Records to process >>
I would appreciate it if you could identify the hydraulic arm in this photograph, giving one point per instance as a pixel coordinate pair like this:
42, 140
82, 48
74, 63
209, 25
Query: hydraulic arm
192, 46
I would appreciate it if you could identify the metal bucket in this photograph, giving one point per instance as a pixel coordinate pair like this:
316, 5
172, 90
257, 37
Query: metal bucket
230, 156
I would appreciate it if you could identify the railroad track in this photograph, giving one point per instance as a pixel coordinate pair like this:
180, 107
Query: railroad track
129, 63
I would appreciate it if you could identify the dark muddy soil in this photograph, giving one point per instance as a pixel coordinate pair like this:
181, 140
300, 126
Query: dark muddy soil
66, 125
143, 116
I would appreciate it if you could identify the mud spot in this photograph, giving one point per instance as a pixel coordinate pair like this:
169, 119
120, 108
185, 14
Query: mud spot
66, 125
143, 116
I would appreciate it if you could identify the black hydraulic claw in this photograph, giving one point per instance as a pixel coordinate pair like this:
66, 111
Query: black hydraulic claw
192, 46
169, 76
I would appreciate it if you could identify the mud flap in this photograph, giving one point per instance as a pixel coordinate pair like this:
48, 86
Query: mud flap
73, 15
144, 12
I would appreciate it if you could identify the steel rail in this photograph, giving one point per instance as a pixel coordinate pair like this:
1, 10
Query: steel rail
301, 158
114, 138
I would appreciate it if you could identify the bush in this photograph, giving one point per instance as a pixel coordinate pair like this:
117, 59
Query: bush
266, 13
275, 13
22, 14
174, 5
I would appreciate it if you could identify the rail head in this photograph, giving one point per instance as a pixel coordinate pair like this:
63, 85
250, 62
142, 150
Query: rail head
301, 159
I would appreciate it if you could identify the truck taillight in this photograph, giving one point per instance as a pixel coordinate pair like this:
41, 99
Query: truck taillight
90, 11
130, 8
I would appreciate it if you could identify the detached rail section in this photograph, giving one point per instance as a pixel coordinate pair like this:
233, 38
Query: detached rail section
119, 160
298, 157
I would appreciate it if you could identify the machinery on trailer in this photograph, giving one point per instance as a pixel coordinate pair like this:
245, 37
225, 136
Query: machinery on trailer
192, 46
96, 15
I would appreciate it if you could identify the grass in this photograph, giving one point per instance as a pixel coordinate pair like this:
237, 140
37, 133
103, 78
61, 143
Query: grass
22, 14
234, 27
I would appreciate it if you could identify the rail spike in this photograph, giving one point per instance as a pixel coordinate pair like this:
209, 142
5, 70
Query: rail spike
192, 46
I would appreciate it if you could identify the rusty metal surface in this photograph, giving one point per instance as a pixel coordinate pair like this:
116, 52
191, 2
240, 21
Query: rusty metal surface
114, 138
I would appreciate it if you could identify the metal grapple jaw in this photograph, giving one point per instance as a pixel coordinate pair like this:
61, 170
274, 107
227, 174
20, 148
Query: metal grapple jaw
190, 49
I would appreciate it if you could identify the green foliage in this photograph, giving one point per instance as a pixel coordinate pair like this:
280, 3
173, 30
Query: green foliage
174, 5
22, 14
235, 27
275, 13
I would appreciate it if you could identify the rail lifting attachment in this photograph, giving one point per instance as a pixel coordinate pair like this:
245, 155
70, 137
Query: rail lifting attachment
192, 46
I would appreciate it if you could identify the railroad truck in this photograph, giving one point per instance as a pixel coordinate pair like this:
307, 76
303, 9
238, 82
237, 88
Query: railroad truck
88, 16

Problem description >>
Give back each line above precisely as it stands.

Task answer >>
I would appreciate it if you could identify the hydraulic arm in this photograph, giving one point per instance as a pixel coordinate pair like this:
42, 140
82, 48
74, 63
209, 25
Query: hydraulic arm
192, 46
I would appreciate it if you could identify the metal bucket in this photograph, giving one point per instance as a pixel coordinate pair like this:
316, 5
172, 90
257, 37
Query: metal bucket
230, 156
I would appreciate it if you could identify the railroad track in this photograph, giving one point per instance as a pixel coordinate pair like this:
180, 107
Query: railroad track
129, 63
I would appreciate it if you could identify the dark muddy soil in this photograph, giving one point per instance as a pixel coordinate pair like this:
181, 140
300, 126
Query: dark muddy soil
66, 125
143, 116
I would appreciate it if you could identify the mud spot in this photograph, giving one point per instance as a pixel coordinate pair like this:
169, 119
120, 108
185, 14
Query: mud spot
66, 125
143, 116
I would appreciate it if you could identify the black hydraulic claw in this photograph, giving one point per instance as a pixel coordinate pair like this:
66, 111
Query: black hydraulic claw
192, 46
169, 76
I would appreciate it if you could identify the mud flap in this photograph, giving one point per instance as a pixel coordinate pair like this:
48, 86
Query: mud flap
73, 15
144, 12
I would appreciate it if you could identify the steel rail in this photograph, giving one point per instance as a pixel coordinate pair like this:
1, 10
Query: steel rail
301, 158
114, 138
I would appreciate it if you could identify the bush in this photograph, giving one point per instance as a pixel coordinate pair like this:
117, 59
Query: bush
266, 13
275, 13
22, 14
174, 5
I would appreciate it if you could identify the rail head in this photograph, giving one point per instance as a pixel coordinate pair like this:
63, 85
250, 62
142, 150
Query: rail head
301, 159
I would appreciate it if you could identify the truck taillight in this photograph, giving one point per instance as a pixel coordinate pair like this:
41, 99
Query: truck taillight
90, 11
130, 8
I would appreciate it if you could identify the detached rail section in this photograph, giving one point per instance as a pixel coordinate pair like this:
233, 38
Query: detached rail section
119, 160
298, 157
I would appreciate it if you could identify the machinery on trailer in this photograph, giving one point per instance as a pixel coordinate pair like this:
245, 37
225, 136
Query: machinery on trailer
192, 46
96, 15
I would appreciate it if you could identify the grass in this photograph, giving one point per instance as a pixel coordinate pair like this:
237, 140
37, 133
103, 78
61, 143
Query: grass
22, 14
234, 27
I would appreciate it if you could identify the rail spike in this photograph, giving one point per instance as a pixel coordinate pair like this:
209, 142
5, 70
Query: rail spike
192, 46
I would appreciate it if you could identify the rusty metal surface in this photograph, giving one point per instance as a pixel coordinate pair like this:
116, 52
191, 2
240, 21
Query: rusty metal surface
114, 138
I would appreciate it if you could identify the metal grapple jaw in this photograph, giving one point per instance as a pixel coordinate pair like this:
61, 170
274, 107
227, 174
20, 148
Query: metal grapple jaw
190, 49
I would appreciate it if you could identify the green foliage in this photograph, giving one point per instance as a pixel coordinate pair like this:
280, 3
173, 30
Query: green foliage
174, 5
22, 14
235, 27
275, 13
I would appreciate it if you could identify the rail lifting attachment in this photograph, giving one point per instance as a pixel coordinate pair like this:
245, 155
70, 137
Query: rail lifting attachment
192, 46
I would appreciate it if you could identify the railroad truck in this photograph, giving one point per instance as a pixel coordinate pair like this:
307, 76
303, 9
238, 82
237, 88
Query: railroad truck
88, 16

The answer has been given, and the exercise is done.